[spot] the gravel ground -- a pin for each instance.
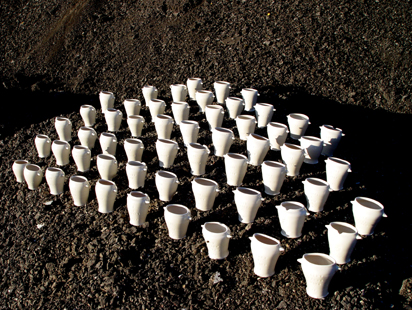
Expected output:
(342, 63)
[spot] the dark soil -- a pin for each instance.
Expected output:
(344, 63)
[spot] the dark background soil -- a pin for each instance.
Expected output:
(344, 63)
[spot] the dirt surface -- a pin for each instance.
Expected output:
(343, 63)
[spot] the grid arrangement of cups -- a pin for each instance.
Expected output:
(265, 249)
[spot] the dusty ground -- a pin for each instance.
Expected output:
(344, 63)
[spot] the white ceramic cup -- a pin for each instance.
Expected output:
(189, 131)
(250, 98)
(43, 145)
(203, 99)
(235, 168)
(136, 174)
(273, 175)
(55, 180)
(108, 143)
(64, 128)
(106, 166)
(82, 157)
(234, 106)
(331, 137)
(292, 216)
(214, 115)
(135, 123)
(166, 184)
(298, 123)
(163, 126)
(222, 90)
(367, 213)
(265, 251)
(247, 202)
(132, 106)
(197, 155)
(106, 195)
(180, 110)
(87, 137)
(205, 192)
(257, 148)
(217, 236)
(88, 114)
(134, 149)
(137, 206)
(177, 218)
(166, 152)
(264, 113)
(156, 107)
(193, 85)
(113, 119)
(312, 147)
(106, 99)
(316, 192)
(79, 189)
(222, 139)
(342, 239)
(18, 169)
(246, 124)
(61, 152)
(318, 269)
(336, 172)
(292, 156)
(277, 134)
(33, 175)
(179, 92)
(149, 92)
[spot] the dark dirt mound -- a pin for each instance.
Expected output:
(339, 62)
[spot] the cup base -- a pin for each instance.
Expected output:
(283, 233)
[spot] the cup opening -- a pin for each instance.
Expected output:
(215, 228)
(166, 174)
(205, 182)
(32, 167)
(137, 194)
(317, 259)
(369, 203)
(258, 137)
(105, 182)
(245, 117)
(274, 164)
(278, 125)
(343, 228)
(133, 141)
(266, 239)
(197, 146)
(297, 116)
(106, 157)
(310, 138)
(339, 161)
(136, 163)
(176, 209)
(53, 169)
(317, 182)
(78, 179)
(21, 162)
(236, 156)
(59, 142)
(293, 146)
(248, 191)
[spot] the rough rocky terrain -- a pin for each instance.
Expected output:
(344, 63)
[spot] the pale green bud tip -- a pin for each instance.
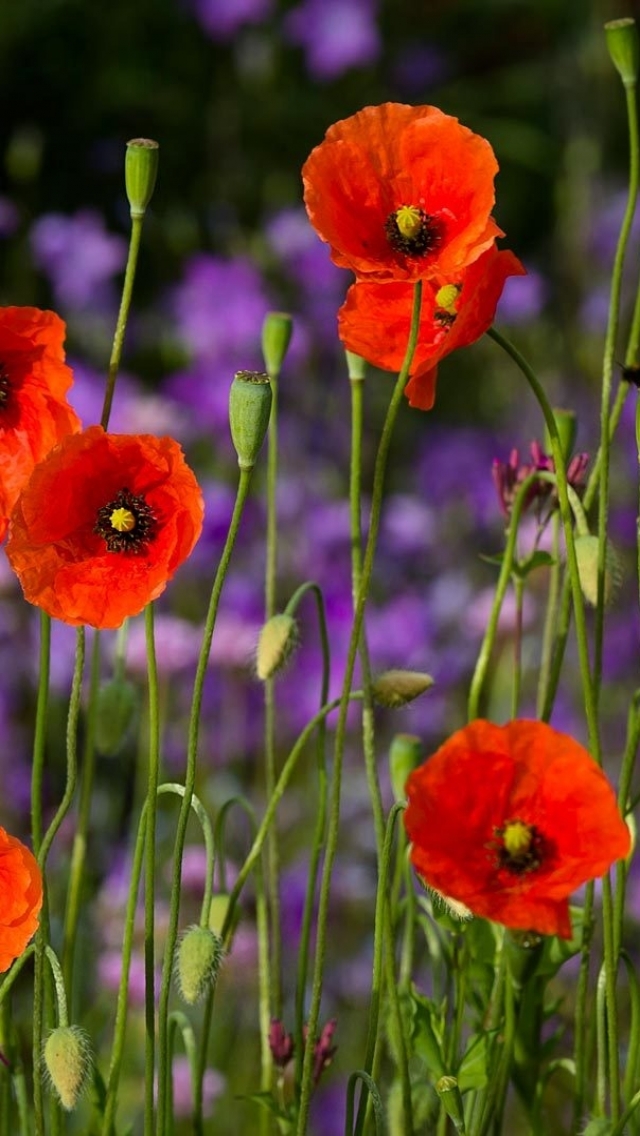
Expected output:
(566, 424)
(276, 336)
(115, 710)
(276, 643)
(447, 1088)
(140, 173)
(356, 367)
(622, 43)
(405, 756)
(397, 687)
(587, 556)
(67, 1060)
(199, 957)
(249, 410)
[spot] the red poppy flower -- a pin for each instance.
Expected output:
(374, 320)
(102, 525)
(34, 412)
(510, 819)
(401, 193)
(21, 898)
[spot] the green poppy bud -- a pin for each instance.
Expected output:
(67, 1060)
(140, 173)
(276, 336)
(405, 756)
(249, 409)
(276, 643)
(397, 687)
(115, 710)
(199, 959)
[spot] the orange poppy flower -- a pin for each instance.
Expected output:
(510, 819)
(374, 320)
(34, 412)
(102, 525)
(21, 898)
(401, 193)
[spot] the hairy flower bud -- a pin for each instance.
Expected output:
(397, 687)
(140, 173)
(67, 1060)
(116, 706)
(199, 959)
(276, 336)
(249, 409)
(276, 642)
(587, 554)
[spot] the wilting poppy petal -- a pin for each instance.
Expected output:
(21, 898)
(374, 320)
(510, 819)
(401, 193)
(102, 525)
(34, 412)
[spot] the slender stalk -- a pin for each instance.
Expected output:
(79, 851)
(189, 786)
(341, 728)
(607, 377)
(154, 777)
(123, 316)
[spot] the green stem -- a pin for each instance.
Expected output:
(189, 786)
(123, 316)
(607, 377)
(154, 777)
(341, 728)
(79, 851)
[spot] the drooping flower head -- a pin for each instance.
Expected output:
(21, 898)
(34, 412)
(375, 319)
(510, 819)
(102, 525)
(401, 193)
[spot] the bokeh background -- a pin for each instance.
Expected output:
(238, 92)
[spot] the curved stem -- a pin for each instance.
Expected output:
(341, 728)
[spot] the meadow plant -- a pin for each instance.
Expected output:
(475, 971)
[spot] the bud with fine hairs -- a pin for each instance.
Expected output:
(199, 957)
(249, 410)
(67, 1061)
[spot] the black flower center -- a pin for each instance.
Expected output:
(520, 846)
(5, 385)
(413, 232)
(127, 524)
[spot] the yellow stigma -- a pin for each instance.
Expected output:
(408, 219)
(123, 520)
(447, 297)
(517, 837)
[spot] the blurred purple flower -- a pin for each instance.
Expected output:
(335, 34)
(223, 18)
(523, 299)
(79, 257)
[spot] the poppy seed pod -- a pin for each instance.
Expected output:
(276, 642)
(67, 1060)
(587, 554)
(249, 410)
(199, 958)
(276, 336)
(116, 706)
(140, 173)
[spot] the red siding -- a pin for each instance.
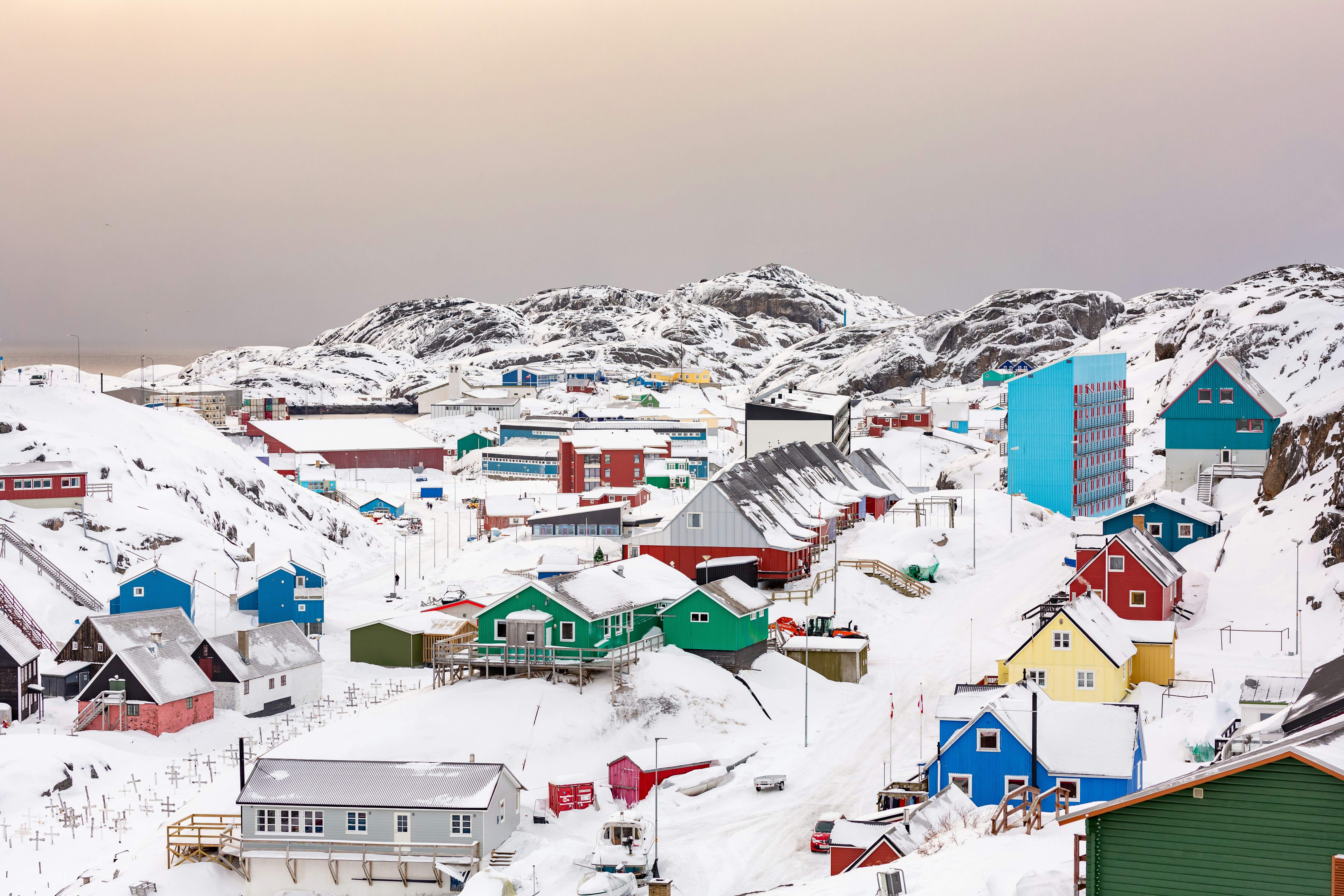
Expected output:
(776, 566)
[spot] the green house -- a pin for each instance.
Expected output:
(401, 641)
(592, 611)
(1265, 823)
(725, 621)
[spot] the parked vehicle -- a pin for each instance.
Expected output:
(822, 832)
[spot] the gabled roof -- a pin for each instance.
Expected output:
(1144, 549)
(1099, 625)
(1244, 379)
(1175, 503)
(17, 644)
(377, 785)
(123, 631)
(1093, 739)
(1320, 747)
(273, 648)
(733, 594)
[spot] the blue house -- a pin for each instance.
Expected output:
(1224, 417)
(292, 590)
(1068, 436)
(150, 586)
(384, 504)
(1173, 519)
(1091, 749)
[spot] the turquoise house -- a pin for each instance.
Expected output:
(152, 588)
(1068, 436)
(1224, 417)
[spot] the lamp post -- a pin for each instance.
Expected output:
(78, 359)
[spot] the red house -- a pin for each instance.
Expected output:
(859, 844)
(44, 484)
(1131, 571)
(599, 459)
(156, 688)
(634, 776)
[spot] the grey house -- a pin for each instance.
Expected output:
(346, 827)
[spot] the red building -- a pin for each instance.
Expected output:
(634, 776)
(1132, 571)
(603, 459)
(156, 688)
(44, 484)
(347, 445)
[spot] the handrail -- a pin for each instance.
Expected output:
(64, 582)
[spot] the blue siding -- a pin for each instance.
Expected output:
(162, 592)
(1042, 429)
(990, 769)
(1213, 425)
(1169, 519)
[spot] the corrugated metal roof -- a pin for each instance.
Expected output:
----
Quote every record above exactly, leaving out the pictures.

▶ **SOLUTION TO THIS TASK**
[spot] the gravel ground -- a pin for each instance.
Expected output:
(342, 63)
[spot] the dark soil -- a pin for each instance.
Expected output:
(344, 63)
[spot] the dark background soil -- a pin for each instance.
Expected output:
(344, 63)
[spot] the dirt surface -- a pin for each instance.
Expected output:
(343, 63)
[spot] the grid arrangement of cups -- a pin for each instance.
Expected output:
(265, 249)
[spot] the dusty ground -- a pin for each instance.
Expected output:
(344, 63)
[spot] the white ceramic cup -- a pin for each instance.
Expected output:
(189, 131)
(250, 98)
(43, 145)
(203, 99)
(235, 168)
(136, 174)
(273, 175)
(55, 180)
(108, 143)
(64, 128)
(106, 166)
(82, 157)
(234, 106)
(331, 137)
(292, 216)
(214, 115)
(135, 123)
(166, 184)
(298, 123)
(163, 126)
(222, 90)
(367, 213)
(265, 251)
(247, 202)
(132, 106)
(197, 155)
(106, 195)
(180, 110)
(87, 137)
(205, 192)
(257, 148)
(217, 236)
(88, 114)
(134, 149)
(137, 206)
(177, 218)
(166, 152)
(264, 113)
(156, 107)
(193, 85)
(113, 119)
(312, 147)
(106, 99)
(316, 192)
(79, 189)
(222, 139)
(342, 239)
(18, 169)
(246, 124)
(61, 152)
(318, 269)
(336, 172)
(292, 156)
(277, 134)
(33, 175)
(179, 92)
(149, 92)
[spot] the dark dirt mound -- a pin for each instance.
Expected output:
(339, 62)
[spot] the cup base -- a pin for each instance.
Expected output:
(283, 233)
[spot] the cup opening -- a pin for each instance.
Expected output:
(215, 228)
(166, 174)
(205, 182)
(32, 167)
(137, 194)
(317, 259)
(369, 203)
(258, 137)
(105, 182)
(245, 117)
(274, 164)
(278, 125)
(343, 228)
(133, 141)
(266, 239)
(197, 146)
(297, 116)
(106, 157)
(310, 138)
(339, 161)
(136, 163)
(176, 209)
(53, 169)
(317, 182)
(78, 179)
(21, 162)
(236, 156)
(59, 142)
(293, 146)
(248, 191)
[spot] the rough rocky terrain -- a pin for each instance.
Expected output:
(344, 63)
[spot] the pale green bud tip -- a pin for each instance.
Expected output:
(566, 424)
(276, 336)
(115, 710)
(276, 643)
(447, 1088)
(140, 173)
(356, 367)
(622, 43)
(405, 756)
(397, 687)
(587, 556)
(67, 1060)
(199, 957)
(249, 410)
[spot] the red poppy flower -- a pin for each instance.
Expected output:
(374, 320)
(102, 525)
(34, 412)
(510, 819)
(401, 193)
(21, 898)
[spot] the green poppy bud -- a pin for each instance.
Expected output:
(67, 1060)
(140, 173)
(276, 336)
(405, 756)
(249, 409)
(276, 643)
(397, 687)
(115, 710)
(199, 959)
[spot] the orange poppy flower -- a pin for each instance.
Expected output:
(510, 819)
(374, 320)
(34, 412)
(102, 525)
(21, 898)
(401, 193)
[spot] the hairy flower bud -- a pin for each instance.
Expected output:
(397, 687)
(140, 173)
(67, 1060)
(116, 706)
(199, 959)
(276, 336)
(249, 409)
(276, 642)
(587, 554)
[spot] the wilting poppy petal -- a pin for each instance.
Expected output:
(21, 898)
(374, 320)
(510, 819)
(401, 193)
(102, 525)
(34, 412)
[spot] the slender stalk -- a pin for each instance.
Expected output:
(79, 851)
(189, 786)
(341, 728)
(607, 377)
(154, 777)
(123, 316)
[spot] the green stem -- a pin for each instance.
Expected output:
(189, 786)
(123, 316)
(607, 377)
(154, 777)
(341, 728)
(79, 851)
[spot] the drooping flower head -- a pin for each instance.
Expected output:
(21, 898)
(34, 412)
(375, 319)
(510, 819)
(102, 525)
(401, 193)
[spot] the bokeh background -- a pin for each instance.
Expected output:
(238, 92)
[spot] the curved stem -- a pin for each instance.
Expected output:
(341, 728)
[spot] the meadow plant -- a pin for each instance.
Expected output:
(475, 971)
[spot] the bud with fine hairs -- a pin for each instance.
Expected output:
(199, 957)
(249, 410)
(67, 1061)
[spot] the black flower center -- a pin for each instance.
Expected output:
(520, 846)
(5, 385)
(413, 232)
(127, 524)
[spot] the yellow stigma -- a pin for each instance.
Expected output:
(408, 219)
(123, 520)
(447, 297)
(517, 837)
[spot] the blurred purple flower -- a pin for each instance.
Expected output:
(335, 34)
(223, 18)
(523, 299)
(79, 257)
[spot] the poppy seed pod -- a pin for each instance.
Expected output:
(276, 642)
(67, 1060)
(587, 554)
(249, 410)
(199, 958)
(276, 336)
(116, 706)
(140, 173)
[spot] the red siding -- a pin for each instance.
Expected output:
(776, 566)
[spot] the green house -- a pin for each instance.
Expected output:
(401, 641)
(592, 611)
(1265, 823)
(725, 621)
[spot] the parked vehicle -- a pin for each instance.
Expected output:
(822, 832)
[spot] the gabled roof -- a pin for each instance.
Expected output:
(1144, 549)
(1099, 625)
(1244, 379)
(1175, 503)
(17, 644)
(377, 785)
(123, 631)
(1093, 739)
(1320, 747)
(273, 648)
(733, 594)
[spot] the blue house -- a pin for each instance.
Expected output:
(1224, 417)
(292, 590)
(1068, 436)
(150, 586)
(384, 504)
(1173, 519)
(1091, 749)
[spot] the turquoise house -- a pin for each instance.
Expected output:
(152, 588)
(1068, 436)
(1224, 417)
[spot] the lamp post -- a pin for each instance.
Expected output:
(78, 359)
[spot] the red house -- a pin for each instance.
Expected output:
(859, 844)
(44, 484)
(1131, 571)
(599, 459)
(156, 688)
(634, 776)
[spot] the grey house -- a pin for each instance.
Expected output:
(346, 827)
[spot] the red building -- a pin for each instance.
Expected output:
(634, 776)
(1132, 571)
(603, 459)
(156, 688)
(44, 484)
(347, 445)
[spot] the handrail -- a pin for each instance.
Expected output:
(64, 582)
[spot] the blue siding -- a pin for each instance.
Expected output:
(162, 592)
(1042, 429)
(990, 769)
(1213, 425)
(1169, 519)
[spot] the corrugated metal roof -- a pin for each instance.
Expected output:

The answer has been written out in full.